Instructions to follow >> Copy the data below word for word, from the line containing "find | bed with floral bedspread" through the line containing "column 111, row 146", with both of those lines included.

[BEGIN Working data]

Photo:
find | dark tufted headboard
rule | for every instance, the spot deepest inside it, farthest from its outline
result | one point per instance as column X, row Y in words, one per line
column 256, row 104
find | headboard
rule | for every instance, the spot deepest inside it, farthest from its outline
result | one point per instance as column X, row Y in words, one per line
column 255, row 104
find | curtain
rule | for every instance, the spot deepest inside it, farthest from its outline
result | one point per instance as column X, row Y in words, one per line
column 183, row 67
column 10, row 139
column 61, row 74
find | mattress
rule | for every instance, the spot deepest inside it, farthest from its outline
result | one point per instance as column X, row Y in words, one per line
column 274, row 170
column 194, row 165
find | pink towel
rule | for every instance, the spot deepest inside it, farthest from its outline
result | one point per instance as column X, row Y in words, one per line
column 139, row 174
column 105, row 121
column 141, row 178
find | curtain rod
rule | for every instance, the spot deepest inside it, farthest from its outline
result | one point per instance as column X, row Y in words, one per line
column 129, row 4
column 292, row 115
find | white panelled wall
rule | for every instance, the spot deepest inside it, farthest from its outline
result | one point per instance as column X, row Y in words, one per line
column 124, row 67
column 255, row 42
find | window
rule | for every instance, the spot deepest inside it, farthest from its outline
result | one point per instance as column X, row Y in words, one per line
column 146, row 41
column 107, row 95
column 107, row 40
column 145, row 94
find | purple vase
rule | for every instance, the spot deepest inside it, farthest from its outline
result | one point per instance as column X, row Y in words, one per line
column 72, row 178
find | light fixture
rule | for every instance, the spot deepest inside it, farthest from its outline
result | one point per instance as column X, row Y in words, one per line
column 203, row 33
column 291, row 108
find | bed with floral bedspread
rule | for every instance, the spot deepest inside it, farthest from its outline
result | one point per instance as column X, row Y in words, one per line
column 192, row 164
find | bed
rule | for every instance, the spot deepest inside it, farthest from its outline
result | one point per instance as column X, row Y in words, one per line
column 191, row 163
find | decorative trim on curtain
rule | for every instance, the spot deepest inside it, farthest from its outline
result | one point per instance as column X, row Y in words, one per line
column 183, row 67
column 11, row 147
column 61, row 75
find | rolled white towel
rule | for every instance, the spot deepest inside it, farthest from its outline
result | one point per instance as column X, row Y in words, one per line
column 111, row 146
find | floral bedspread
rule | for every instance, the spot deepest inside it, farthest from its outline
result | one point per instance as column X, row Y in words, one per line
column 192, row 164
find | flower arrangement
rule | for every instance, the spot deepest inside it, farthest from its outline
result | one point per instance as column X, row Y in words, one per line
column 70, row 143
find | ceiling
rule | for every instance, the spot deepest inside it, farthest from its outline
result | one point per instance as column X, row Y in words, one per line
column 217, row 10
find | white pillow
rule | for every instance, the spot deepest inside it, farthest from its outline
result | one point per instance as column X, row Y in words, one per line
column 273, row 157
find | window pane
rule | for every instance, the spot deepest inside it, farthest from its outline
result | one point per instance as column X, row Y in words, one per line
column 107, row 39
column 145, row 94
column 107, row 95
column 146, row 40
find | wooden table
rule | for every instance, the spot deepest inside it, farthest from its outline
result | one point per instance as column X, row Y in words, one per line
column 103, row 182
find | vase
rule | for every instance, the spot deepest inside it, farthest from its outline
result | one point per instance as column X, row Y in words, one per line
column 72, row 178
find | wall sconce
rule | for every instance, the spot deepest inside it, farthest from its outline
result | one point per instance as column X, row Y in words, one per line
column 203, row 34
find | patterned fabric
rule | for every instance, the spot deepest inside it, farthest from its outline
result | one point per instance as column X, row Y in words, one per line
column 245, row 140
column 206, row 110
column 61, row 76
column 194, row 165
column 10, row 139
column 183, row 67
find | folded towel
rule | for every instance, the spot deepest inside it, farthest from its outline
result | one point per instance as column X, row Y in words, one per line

[END Working data]

Response to the task >>
find | bed with floral bedspread
rule | for every instance, the spot deepest inside it, farthest from its outline
result | one point per instance as column X, row Y in words, one per line
column 192, row 164
find | bed
rule | for every instance, the spot deepest inside it, farthest from its outline
result | one point per instance as column X, row Y in words, one per line
column 191, row 163
find | decorative trim on curtain
rule | for every instance, the spot deepest inside it, farthest from its outline
result | one point per instance as column X, row Y in words, one per line
column 183, row 67
column 11, row 147
column 61, row 75
find | rolled white towel
rule | for every instance, the spot deepest inside it, farthest from its outline
result | one point per instance as column X, row Y in words, one per line
column 111, row 146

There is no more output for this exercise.